* What needs to be done
Return all of the material exactly; no line may be dropped.

* Data shown
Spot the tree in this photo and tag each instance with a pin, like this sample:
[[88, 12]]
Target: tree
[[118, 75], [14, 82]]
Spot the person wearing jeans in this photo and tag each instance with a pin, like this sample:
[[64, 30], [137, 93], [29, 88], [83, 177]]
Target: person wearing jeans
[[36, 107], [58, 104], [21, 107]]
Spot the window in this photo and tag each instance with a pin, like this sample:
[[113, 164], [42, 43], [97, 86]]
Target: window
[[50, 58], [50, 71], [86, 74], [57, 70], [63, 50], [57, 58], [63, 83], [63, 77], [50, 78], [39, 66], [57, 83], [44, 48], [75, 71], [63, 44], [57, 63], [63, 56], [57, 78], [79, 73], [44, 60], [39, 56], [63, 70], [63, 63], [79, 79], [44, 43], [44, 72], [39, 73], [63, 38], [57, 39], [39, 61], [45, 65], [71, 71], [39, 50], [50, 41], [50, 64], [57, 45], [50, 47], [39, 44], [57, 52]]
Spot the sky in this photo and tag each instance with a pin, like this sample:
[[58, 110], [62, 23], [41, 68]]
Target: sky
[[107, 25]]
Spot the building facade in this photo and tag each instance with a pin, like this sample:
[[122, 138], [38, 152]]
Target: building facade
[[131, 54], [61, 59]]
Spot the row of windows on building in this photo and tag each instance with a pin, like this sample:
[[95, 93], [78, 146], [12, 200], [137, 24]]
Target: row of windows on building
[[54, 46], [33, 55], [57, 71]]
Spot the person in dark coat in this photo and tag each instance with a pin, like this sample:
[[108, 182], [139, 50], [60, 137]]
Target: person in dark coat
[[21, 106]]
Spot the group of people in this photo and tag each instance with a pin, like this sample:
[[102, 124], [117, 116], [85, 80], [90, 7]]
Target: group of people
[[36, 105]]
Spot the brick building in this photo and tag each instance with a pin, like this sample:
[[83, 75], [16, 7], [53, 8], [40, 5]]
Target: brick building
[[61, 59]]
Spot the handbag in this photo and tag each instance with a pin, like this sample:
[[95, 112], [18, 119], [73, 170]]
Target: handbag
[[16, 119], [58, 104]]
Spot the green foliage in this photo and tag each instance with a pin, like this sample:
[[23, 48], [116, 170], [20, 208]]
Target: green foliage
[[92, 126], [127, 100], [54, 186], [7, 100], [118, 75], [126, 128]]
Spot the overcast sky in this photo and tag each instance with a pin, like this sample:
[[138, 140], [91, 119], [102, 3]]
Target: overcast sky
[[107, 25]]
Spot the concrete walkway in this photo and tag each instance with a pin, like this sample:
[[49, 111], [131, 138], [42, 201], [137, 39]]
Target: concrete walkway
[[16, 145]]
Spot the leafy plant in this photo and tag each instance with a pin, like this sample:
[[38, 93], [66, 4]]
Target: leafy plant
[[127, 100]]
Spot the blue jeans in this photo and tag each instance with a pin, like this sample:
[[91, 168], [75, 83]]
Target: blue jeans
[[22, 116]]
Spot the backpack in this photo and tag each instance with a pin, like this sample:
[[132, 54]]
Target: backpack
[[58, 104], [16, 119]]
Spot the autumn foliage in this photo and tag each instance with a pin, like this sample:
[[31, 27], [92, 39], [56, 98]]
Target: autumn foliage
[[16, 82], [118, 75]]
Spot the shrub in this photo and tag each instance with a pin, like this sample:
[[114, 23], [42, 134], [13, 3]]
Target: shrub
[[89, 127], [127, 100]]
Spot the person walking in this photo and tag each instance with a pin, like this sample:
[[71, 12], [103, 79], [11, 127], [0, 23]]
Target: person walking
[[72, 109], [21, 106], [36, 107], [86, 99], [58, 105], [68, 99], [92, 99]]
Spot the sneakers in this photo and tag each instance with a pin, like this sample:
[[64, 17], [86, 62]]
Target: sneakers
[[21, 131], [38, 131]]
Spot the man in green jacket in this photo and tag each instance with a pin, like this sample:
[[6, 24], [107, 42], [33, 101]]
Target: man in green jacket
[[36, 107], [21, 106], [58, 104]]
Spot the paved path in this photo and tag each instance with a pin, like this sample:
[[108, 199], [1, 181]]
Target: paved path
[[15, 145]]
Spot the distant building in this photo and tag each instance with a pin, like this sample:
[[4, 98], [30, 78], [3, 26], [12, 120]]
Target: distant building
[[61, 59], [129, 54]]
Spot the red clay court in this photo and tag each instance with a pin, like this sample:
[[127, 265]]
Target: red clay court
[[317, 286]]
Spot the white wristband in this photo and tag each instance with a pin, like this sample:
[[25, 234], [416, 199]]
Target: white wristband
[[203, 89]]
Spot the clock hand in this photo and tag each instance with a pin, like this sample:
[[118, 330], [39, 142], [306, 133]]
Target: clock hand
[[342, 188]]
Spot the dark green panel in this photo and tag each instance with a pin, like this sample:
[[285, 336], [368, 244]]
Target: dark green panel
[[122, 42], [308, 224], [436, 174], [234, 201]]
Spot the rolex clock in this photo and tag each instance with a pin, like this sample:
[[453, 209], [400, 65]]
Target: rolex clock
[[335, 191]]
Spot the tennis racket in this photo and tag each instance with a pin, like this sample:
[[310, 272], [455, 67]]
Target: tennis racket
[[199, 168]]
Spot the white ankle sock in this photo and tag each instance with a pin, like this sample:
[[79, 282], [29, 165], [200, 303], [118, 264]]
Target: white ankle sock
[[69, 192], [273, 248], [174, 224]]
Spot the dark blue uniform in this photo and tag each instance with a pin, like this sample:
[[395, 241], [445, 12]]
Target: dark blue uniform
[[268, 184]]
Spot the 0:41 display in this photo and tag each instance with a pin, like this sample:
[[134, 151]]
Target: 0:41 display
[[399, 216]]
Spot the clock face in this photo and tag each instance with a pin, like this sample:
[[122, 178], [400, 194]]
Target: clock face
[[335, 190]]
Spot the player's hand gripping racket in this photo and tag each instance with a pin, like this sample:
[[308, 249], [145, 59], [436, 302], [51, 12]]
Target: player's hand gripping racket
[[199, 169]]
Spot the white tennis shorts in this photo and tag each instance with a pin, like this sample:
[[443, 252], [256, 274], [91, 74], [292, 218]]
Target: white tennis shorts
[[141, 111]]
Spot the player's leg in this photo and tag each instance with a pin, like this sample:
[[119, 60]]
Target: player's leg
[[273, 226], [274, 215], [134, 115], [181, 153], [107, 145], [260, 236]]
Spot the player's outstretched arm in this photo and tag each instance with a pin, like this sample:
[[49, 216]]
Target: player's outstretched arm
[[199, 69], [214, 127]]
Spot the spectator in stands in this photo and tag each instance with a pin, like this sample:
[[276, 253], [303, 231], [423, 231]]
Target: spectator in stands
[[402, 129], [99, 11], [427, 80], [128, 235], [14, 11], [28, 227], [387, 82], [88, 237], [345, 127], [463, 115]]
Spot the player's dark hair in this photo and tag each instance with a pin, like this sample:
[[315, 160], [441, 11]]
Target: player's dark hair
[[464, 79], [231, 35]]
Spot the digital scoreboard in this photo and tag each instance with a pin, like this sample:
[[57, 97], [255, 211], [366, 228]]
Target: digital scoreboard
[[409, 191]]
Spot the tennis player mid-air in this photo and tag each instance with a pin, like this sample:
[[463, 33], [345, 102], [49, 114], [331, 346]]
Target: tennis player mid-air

* Problem solution
Spot the tree in this photo and tag each instance with a pin, like this sample:
[[88, 12]]
Target: tree
[[118, 75], [14, 82]]
Spot the person wearing jeans in this photo and tag each instance with a pin, like this sample:
[[64, 30], [137, 93], [29, 88], [83, 177]]
Target: person wearing jeans
[[36, 107], [58, 104], [21, 107]]
Spot the window in this photo and tag each instance with a pin, like this sample:
[[113, 164], [42, 43], [97, 86]]
Target: window
[[50, 58], [50, 71], [86, 74], [57, 70], [63, 50], [57, 58], [63, 83], [63, 77], [50, 78], [39, 66], [57, 83], [44, 48], [75, 71], [63, 44], [57, 63], [63, 56], [57, 78], [79, 73], [44, 60], [39, 56], [63, 70], [63, 63], [79, 79], [44, 43], [44, 72], [39, 73], [63, 38], [57, 39], [39, 61], [45, 65], [71, 71], [39, 50], [50, 41], [50, 64], [57, 45], [50, 47], [39, 44], [57, 52]]
Spot the sky in this photo and tag each instance with a pin, like this sample:
[[58, 110], [62, 23], [41, 68]]
Target: sky
[[107, 25]]
Spot the building facade in this photo and tag each instance with a pin, like this sample:
[[122, 138], [38, 152]]
Target: building facade
[[131, 54], [61, 59]]
Spot the row of windows on building in this photo and tag each instance with a pin, like this sample:
[[95, 93], [78, 146], [12, 200], [137, 24]]
Target: row of windows on building
[[54, 46], [33, 55], [57, 71]]
Spot the person in dark coat in this photo and tag each instance with a pin, like this sample:
[[108, 182], [139, 50], [60, 137]]
Target: person in dark coat
[[21, 106]]
Spot the group of people in this photo and tag each instance with a pin, like this sample:
[[102, 124], [117, 116], [85, 80], [90, 7]]
Target: group of people
[[36, 105]]
Spot the brick building in this photo and tag each instance with a pin, like this sample:
[[83, 75], [16, 7], [53, 8], [40, 5]]
Target: brick building
[[61, 59]]
Spot the handbag in this photo and tag each instance with a pin, like this sample:
[[95, 112], [18, 119], [73, 170]]
Target: handbag
[[16, 119], [58, 104]]
Spot the green foliage in this photo and tag each instance with a pin, like this sample:
[[23, 48], [116, 170], [20, 208]]
Target: green foliage
[[92, 126], [127, 100], [54, 186], [7, 100], [118, 75], [126, 128]]
Spot the overcast sky in this photo and tag each instance with a pin, like this sample:
[[138, 140], [91, 119], [102, 3]]
Target: overcast sky
[[107, 25]]
Spot the concrete walkway in this photo and tag each instance with a pin, like this sample:
[[49, 111], [131, 138], [42, 201], [137, 39]]
Target: concrete walkway
[[16, 145]]
Spot the leafy plant in this photo and tag each instance with a pin, like this sample:
[[38, 93], [66, 4]]
Target: leafy plant
[[127, 100]]
Spot the blue jeans in this photo and tag each instance with a pin, like this sample:
[[91, 168], [75, 83]]
Target: blue jeans
[[22, 116]]
Spot the backpack in this photo and tag each instance with a pin, like this sample:
[[132, 54]]
Target: backpack
[[58, 104], [16, 119]]
Spot the autumn foliage in this photo and tag each instance with a pin, like this sample:
[[31, 27], [92, 39], [56, 98]]
Target: autumn foliage
[[16, 82], [118, 75]]
Spot the shrub in this photo and tag each instance with a pin, like this sample:
[[114, 23], [42, 134], [13, 3]]
Target: shrub
[[89, 127], [127, 100]]
Spot the person walking in this photo and tag each instance with a pin, like this sample:
[[71, 12], [103, 79], [11, 127], [0, 23]]
Target: person walking
[[72, 109], [21, 106], [36, 107], [86, 99], [58, 105], [68, 99], [92, 99]]
Spot the sneakers in this photo and tag each instance with a pin, like this sample:
[[64, 17], [86, 62]]
Target: sneakers
[[21, 131], [38, 131]]
Spot the man in green jacket in this photo and tag each instance with a pin, like this sample:
[[6, 24], [107, 42], [33, 101]]
Target: man in green jacket
[[36, 107], [21, 106], [58, 104]]
Spot the paved path in this photo and tag each instance with a pin, like this sample:
[[108, 199], [1, 181]]
Target: paved path
[[15, 145]]
Spot the distant building in this photo and tag each instance with a pin, like this sample:
[[4, 98], [30, 78], [3, 26], [12, 120]]
Target: distant building
[[61, 59], [129, 54]]
Spot the red clay court in this photo and tag each instance with a pin, like this sample:
[[127, 265]]
Target: red clay court
[[317, 286]]
Spot the white wristband in this photo and tag each instance with a pin, like this sample:
[[25, 234], [416, 199]]
Target: white wristband
[[203, 89]]
Spot the clock hand in this photo and tag each instance with a pin, like this sample:
[[118, 330], [39, 142], [306, 133]]
Target: clock hand
[[342, 188]]
Spot the dark green panel in this photo and tag each instance with a pin, like this sample:
[[285, 336], [368, 244]]
Target: dark green panel
[[122, 42], [308, 224], [436, 174], [234, 201]]
Spot the rolex clock in this photo and tag each instance with a pin, like this sample:
[[453, 209], [400, 65]]
Target: rolex clock
[[335, 191]]
Spot the tennis racket in this photo and tag each instance with a pin, like this sample:
[[310, 272], [455, 67]]
Target: tennis racket
[[199, 168]]
Spot the white ankle sock in this photo and tag each instance with a pin, like this sample:
[[79, 282], [29, 165], [200, 303], [118, 264]]
Target: white ankle sock
[[69, 192], [273, 248], [174, 224]]
Spot the dark blue uniform in this photo and tag each instance with a pin, like this sample:
[[395, 241], [445, 12]]
Target: dark blue uniform
[[268, 184]]
Spot the 0:41 display in this photo and tag each instance with a pin, like this sample:
[[134, 151]]
Target: 0:41 display
[[399, 216]]
Spot the clock face in this photo and tag each instance with a pin, like this sample:
[[122, 178], [400, 194]]
Target: clock face
[[335, 190]]
Spot the player's hand gripping racket in this photo and tag each instance with a pin, like this sample:
[[308, 249], [145, 59], [436, 302], [51, 12]]
Target: player's hand gripping racket
[[199, 169]]
Spot the white tennis shorts in this photo and tag each instance with a pin, like this sample:
[[443, 252], [256, 274], [91, 74], [292, 218]]
Target: white tennis shorts
[[141, 111]]
Spot the player's leg in this photo and tag each instance with a pin, like this sample:
[[119, 60]]
Target: player's leg
[[273, 226], [274, 215], [134, 115], [181, 153], [107, 145], [260, 236]]
Spot the player's outstretched arm in this photo and tag each instance with a pin, like this sample:
[[49, 216]]
Target: player's outstretched arm
[[199, 69], [214, 127]]
Spot the spectator in stands in this photo and tag each instance with a pin, like this sample:
[[276, 253], [303, 231], [423, 231]]
Target: spectator in stands
[[402, 129], [99, 11], [427, 80], [128, 235], [14, 11], [28, 227], [387, 82], [88, 237], [345, 127], [463, 115]]
Spot the player's dark hair in this photo and tag each instance with a pin, like this sample:
[[315, 160], [441, 11]]
Target: player's dark hair
[[464, 79], [231, 35]]
Spot the digital scoreboard in this photo and tag each instance with a pin, like this sample:
[[57, 97], [255, 211], [366, 228]]
Target: digital scoreboard
[[409, 191]]
Spot the tennis player mid-air in this photo and tag each instance with a pin, like this sample:
[[463, 33], [345, 102], [49, 114], [331, 346]]
Target: tennis player mid-air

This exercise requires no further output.